— START OF Provided data —
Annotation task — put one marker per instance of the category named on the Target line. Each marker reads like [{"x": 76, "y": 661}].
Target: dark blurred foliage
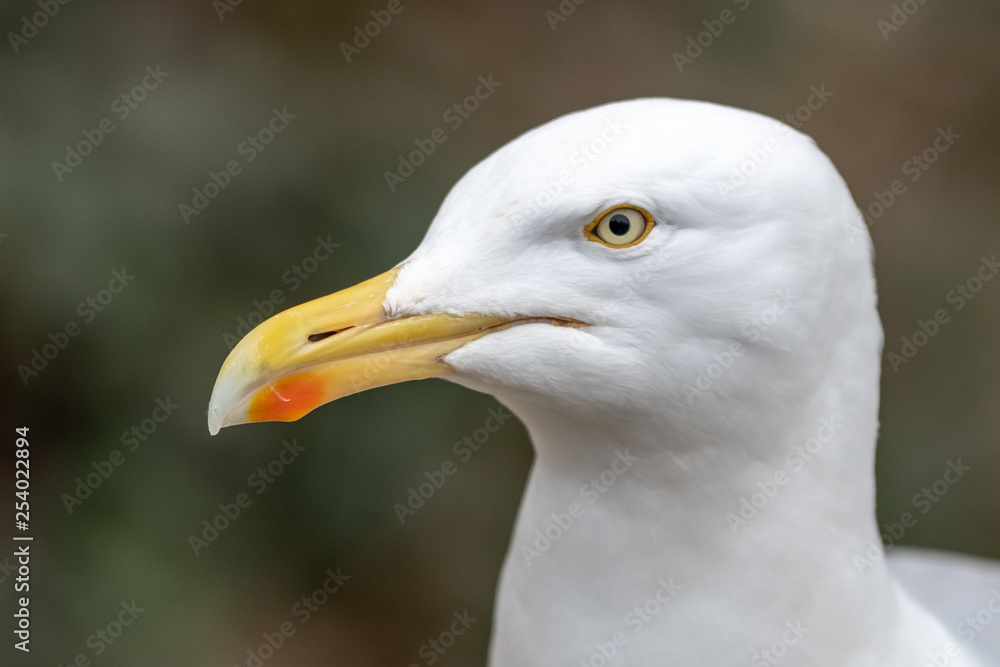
[{"x": 163, "y": 335}]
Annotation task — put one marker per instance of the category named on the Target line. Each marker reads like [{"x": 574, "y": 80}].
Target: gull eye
[{"x": 620, "y": 227}]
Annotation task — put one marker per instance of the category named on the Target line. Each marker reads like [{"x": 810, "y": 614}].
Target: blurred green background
[{"x": 323, "y": 176}]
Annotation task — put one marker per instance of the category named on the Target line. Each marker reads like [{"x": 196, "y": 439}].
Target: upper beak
[{"x": 332, "y": 347}]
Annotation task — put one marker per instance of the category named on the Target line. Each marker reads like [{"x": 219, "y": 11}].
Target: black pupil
[{"x": 619, "y": 224}]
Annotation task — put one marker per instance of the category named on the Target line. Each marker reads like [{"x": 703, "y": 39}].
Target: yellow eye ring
[{"x": 622, "y": 226}]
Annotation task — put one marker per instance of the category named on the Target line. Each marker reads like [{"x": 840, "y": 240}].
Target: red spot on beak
[{"x": 287, "y": 399}]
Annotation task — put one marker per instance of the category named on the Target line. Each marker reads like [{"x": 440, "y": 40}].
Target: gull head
[{"x": 649, "y": 257}]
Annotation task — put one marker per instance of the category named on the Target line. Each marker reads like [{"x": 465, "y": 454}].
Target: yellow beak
[{"x": 335, "y": 346}]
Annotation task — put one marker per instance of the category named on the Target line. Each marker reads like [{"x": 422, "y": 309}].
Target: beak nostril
[{"x": 315, "y": 338}]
— END OF Provided data —
■ Short problem ■
Please retype all of the rows above word for word, leaving out the pictures.

■ Answer to this task ■
Annotation task — put one marker per instance of the category named on the Target line. Each marker reads like [{"x": 76, "y": 661}].
Target: dark blurred foliage
[{"x": 163, "y": 335}]
Annotation task — put one marker per instance of the category named on the Target line. Each marker reads like [{"x": 574, "y": 80}].
Target: gull eye
[{"x": 620, "y": 227}]
Annotation task — put one marker per instance of the category named on the Target line. Each marker reads like [{"x": 810, "y": 614}].
Target: blurred green background
[{"x": 323, "y": 176}]
Annotation task — put one marker per instance of the category named on the Target line. Each marker reads like [{"x": 196, "y": 439}].
Target: upper beak
[{"x": 332, "y": 347}]
Annotation task — put one marker per instance of the category named on the Target line. Each marker reads like [{"x": 219, "y": 11}].
Target: black pupil
[{"x": 619, "y": 224}]
Annotation task — put one marker per instance of the category named on the Target line. Each marker reads like [{"x": 703, "y": 39}].
Target: yellow eye ring
[{"x": 622, "y": 226}]
Annotation task — put one marker per instance of the category named on the Target line. Each marker reads like [{"x": 840, "y": 240}].
Target: red spot on beak
[{"x": 287, "y": 399}]
Annotation task — put one marker per instance of the category named on the Target line. Each marker reads like [{"x": 440, "y": 40}].
Target: gull head
[{"x": 649, "y": 257}]
Annotation task — put one marker per instance of the category named on the Target line. Each marker reads like [{"x": 465, "y": 454}].
Target: yellow beak
[{"x": 335, "y": 346}]
Annotation task — put one marker per instance of the category named on the Target line. Each marker reads like [{"x": 422, "y": 309}].
Target: beak nostril
[{"x": 315, "y": 338}]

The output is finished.